◆ **WORK INSTRUCTION 1**: Reproduce the stretch of the potassium sorbate text from "Potassium sorbate is the" through "crotonaldehyde and ketene.".
◆ **WORK INSTRUCTION 2**: Based on the potassium sorbate text, decide whether each statement is true. Answer yes or no, and quote the words from the text that settle it. (a) Potassium sorbate is produced industrially by neutralizing sorbic acid with sodium hydroxide. (b) Nearly all of the world's sorbic acid is manufactured synthetically. (c) Potassium sorbate has the E number 202.

Segment Start: READING TEXT

Potassium sorbate is the potassium salt of sorbic acid, structural formula CH_{3}CH=CH−CH=CH−CO_{2}K. It is a white salt that is very soluble in water (58.2% at 20 °C). It is primarily used as a food preservative (E number 202). Potassium sorbate is effective in a variety of applications including food, wine, and personal care products. While sorbic acid occurs naturally in rowan and hippophae berries, virtually all of the world's supply of sorbic acid, from which potassium sorbate is derived, is manufactured synthetically.

==Production==
Potassium sorbate is produced industrially by neutralizing sorbic acid with potassium hydroxide. The precursor sorbic acid is produced in a two-step process via the condensation of crotonaldehyde and ketene.

Segment End: READING TEXT
Segment Start: PROVIDED RECORDS

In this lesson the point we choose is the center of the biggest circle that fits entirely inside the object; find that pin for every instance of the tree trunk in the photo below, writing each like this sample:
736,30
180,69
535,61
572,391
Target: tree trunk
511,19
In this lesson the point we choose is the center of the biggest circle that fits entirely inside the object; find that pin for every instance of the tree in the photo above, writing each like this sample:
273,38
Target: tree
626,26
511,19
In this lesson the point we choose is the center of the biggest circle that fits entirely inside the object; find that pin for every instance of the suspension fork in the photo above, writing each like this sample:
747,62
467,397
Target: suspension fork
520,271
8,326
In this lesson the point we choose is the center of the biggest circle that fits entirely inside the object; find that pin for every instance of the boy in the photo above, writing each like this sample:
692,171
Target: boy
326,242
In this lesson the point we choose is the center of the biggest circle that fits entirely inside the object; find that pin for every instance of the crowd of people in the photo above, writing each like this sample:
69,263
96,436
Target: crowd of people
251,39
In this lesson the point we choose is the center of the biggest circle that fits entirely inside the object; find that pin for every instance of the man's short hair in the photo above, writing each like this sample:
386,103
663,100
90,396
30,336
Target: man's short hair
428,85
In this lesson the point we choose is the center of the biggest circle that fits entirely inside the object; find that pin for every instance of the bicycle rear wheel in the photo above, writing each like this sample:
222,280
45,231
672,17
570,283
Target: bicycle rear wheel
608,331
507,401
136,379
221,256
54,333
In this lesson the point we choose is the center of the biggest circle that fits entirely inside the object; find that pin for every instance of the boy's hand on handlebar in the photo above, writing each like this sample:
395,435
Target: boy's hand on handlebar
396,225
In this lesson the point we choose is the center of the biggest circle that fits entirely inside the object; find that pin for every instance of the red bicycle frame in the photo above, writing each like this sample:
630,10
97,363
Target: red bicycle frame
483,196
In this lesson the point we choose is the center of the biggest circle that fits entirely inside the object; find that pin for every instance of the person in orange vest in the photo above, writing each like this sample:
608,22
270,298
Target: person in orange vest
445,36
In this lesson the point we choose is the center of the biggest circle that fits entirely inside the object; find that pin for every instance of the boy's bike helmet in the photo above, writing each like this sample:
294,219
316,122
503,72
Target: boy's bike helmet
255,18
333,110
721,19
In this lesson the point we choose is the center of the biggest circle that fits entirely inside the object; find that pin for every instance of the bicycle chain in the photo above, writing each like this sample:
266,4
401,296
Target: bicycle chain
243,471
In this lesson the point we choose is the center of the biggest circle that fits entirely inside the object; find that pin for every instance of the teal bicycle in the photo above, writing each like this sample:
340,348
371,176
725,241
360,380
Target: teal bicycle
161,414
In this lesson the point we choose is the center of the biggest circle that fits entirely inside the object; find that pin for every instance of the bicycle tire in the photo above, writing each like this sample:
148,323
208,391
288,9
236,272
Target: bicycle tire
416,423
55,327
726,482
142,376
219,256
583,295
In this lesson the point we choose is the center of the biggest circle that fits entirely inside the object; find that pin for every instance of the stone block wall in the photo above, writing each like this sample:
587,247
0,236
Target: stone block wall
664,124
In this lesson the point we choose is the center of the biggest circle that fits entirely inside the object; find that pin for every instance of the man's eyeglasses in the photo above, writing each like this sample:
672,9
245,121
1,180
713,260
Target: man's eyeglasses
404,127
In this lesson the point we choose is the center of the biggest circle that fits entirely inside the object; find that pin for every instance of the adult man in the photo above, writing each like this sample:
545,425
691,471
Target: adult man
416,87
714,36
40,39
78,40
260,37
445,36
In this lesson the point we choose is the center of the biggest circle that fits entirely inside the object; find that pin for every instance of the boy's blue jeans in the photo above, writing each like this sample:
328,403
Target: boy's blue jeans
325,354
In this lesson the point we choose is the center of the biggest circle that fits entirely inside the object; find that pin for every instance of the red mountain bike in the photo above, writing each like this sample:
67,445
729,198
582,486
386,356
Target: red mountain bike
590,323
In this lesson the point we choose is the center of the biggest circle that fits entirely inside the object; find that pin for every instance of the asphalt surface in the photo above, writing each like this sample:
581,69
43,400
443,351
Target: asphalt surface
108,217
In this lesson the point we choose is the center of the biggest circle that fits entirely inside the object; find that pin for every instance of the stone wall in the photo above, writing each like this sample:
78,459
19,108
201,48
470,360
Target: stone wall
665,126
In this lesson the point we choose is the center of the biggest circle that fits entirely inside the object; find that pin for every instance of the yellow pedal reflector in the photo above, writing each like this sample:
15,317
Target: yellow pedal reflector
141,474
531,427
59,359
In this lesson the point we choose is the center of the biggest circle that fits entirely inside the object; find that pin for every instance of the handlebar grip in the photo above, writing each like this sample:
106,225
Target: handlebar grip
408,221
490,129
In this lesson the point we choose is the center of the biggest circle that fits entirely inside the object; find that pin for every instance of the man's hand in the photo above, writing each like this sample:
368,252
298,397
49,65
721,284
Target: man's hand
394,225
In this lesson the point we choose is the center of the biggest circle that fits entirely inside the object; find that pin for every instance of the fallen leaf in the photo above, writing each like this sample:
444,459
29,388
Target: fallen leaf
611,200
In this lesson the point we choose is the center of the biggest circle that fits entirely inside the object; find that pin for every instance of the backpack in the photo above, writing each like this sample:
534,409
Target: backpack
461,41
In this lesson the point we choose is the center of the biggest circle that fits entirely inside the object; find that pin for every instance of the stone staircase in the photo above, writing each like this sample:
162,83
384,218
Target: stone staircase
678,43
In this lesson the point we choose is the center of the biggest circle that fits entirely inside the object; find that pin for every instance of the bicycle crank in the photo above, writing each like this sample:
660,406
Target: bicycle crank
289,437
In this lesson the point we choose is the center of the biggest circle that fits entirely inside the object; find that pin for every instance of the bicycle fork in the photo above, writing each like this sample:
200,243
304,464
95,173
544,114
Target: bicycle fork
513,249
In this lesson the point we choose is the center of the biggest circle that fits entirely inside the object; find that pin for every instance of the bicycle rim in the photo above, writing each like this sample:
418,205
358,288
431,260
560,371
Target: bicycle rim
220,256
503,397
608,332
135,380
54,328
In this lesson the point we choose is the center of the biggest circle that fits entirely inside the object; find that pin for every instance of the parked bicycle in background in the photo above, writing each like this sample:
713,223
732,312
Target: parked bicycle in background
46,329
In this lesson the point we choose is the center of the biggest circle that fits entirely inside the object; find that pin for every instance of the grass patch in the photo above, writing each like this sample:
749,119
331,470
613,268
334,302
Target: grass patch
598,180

Segment End: PROVIDED RECORDS

◆ **TASK RESULT 1**:
Potassium sorbate is the potassium salt of sorbic acid, structural formula CH_{3}CH=CH−CH=CH−CO_{2}K. It is a white salt that is very soluble in water (58.2% at 20 °C). It is primarily used as a food preservative (E number 202). Potassium sorbate is effective in a variety of applications including food, wine, and personal care products. While sorbic acid occurs naturally in rowan and hippophae berries, virtually all of the world's supply of sorbic acid, from which potassium sorbate is derived, is manufactured synthetically.

==Production==
Potassium sorbate is produced industrially by neutralizing sorbic acid with potassium hydroxide. The precursor sorbic acid is produced in a two-step process via the condensation of crotonaldehyde and ketene.

◆ **TASK RESULT 2**:
(a) No: "Potassium sorbate is produced industrially by neutralizing sorbic acid with potassium hydroxide."
(b) Yes: "virtually all of the world's supply of sorbic acid, from which potassium sorbate is derived, is manufactured synthetically."
(c) Yes: "It is primarily used as a food preservative (E number 202)."